======== Material provided
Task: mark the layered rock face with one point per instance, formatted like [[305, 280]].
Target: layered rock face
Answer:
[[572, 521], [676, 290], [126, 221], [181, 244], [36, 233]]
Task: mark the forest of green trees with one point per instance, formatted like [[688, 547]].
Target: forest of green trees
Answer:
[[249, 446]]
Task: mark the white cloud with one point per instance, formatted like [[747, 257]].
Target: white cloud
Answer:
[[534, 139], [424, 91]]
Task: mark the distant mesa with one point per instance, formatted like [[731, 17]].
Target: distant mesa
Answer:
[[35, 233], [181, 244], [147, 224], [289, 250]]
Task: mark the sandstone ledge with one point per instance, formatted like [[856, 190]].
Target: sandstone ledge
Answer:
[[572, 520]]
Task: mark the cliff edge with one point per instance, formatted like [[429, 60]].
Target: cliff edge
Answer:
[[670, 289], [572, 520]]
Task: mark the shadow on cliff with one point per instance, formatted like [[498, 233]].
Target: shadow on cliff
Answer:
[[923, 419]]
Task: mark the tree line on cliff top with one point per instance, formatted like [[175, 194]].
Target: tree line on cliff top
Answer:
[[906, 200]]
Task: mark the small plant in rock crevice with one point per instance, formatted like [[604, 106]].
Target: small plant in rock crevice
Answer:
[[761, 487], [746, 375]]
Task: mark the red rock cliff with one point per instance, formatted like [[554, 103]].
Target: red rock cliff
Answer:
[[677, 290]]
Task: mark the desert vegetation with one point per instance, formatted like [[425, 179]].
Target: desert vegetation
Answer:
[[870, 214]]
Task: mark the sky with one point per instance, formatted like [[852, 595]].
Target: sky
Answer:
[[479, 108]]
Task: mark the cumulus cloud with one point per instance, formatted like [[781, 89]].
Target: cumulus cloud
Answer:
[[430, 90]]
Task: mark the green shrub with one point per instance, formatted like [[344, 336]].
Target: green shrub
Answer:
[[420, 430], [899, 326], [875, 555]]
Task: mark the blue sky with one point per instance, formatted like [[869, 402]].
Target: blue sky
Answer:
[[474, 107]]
================
**The request**
Print all of the entries above again, reproducing every line word for word.

**Response to this task**
Task: mark the layered rock face with one point per instance, formatted like [[305, 280]].
Target: layered rock face
Answer:
[[572, 521], [676, 290], [126, 221], [181, 244], [36, 233]]
Task: mark the forest of green trees with one point per instance, formatted like [[688, 547]].
Target: forest of green trees
Answer:
[[249, 446]]
Task: mark the white cloud with one point per instance, formatted like [[747, 257]].
Target: white cloud
Answer:
[[534, 139], [424, 91]]
Task: mark the distant mesa with one point per instance, formatted like [[731, 17]].
Target: distant mesa
Answer:
[[35, 233], [181, 244], [147, 224], [289, 250]]
Task: mark the sandstone ledge with one point per instance, formatted like [[856, 190]].
Target: sandstone ledge
Answer:
[[572, 520]]
Task: mark the cliff edge with one point per instance, formatted like [[429, 60]].
Target: cliff edge
Answer:
[[670, 289], [572, 520]]
Task: mark the shadow on cliff with one point per instance, formatted like [[498, 233]].
Target: shadow on cliff
Answer:
[[923, 419]]
Task: mark the tree line on cliff top with one point per instance, formatted like [[175, 194]].
Target: tree line on cliff top
Answer:
[[906, 200]]
Task: mark the small plant in rock crevice with one point per instance, formatted like [[604, 106]].
Target: small plant in rock crevice
Answer:
[[761, 487], [746, 375]]
Task: mark the red rock cliff with one point per instance, formatted like [[554, 103]].
Target: red rock cliff
Answer:
[[677, 290]]
Task: mark the desert vegetation with one point per instance, formatted like [[425, 179]].
Target: desert vegetation
Answer:
[[870, 214]]
Task: mark the sky with one point per instance, formatted like [[852, 595]].
Target: sky
Answer:
[[479, 108]]
Task: mark the cumulus cloud with one point per instance, formatted like [[781, 89]].
Target: cumulus cloud
Answer:
[[430, 90]]
Task: mark the green shrub with one point per instance, formatted like [[344, 336]].
Target: green shrub
Answer:
[[420, 430], [899, 326], [875, 555]]
Task: mark the blue sky with one point per instance, formatted like [[869, 402]].
Target: blue sky
Answer:
[[474, 107]]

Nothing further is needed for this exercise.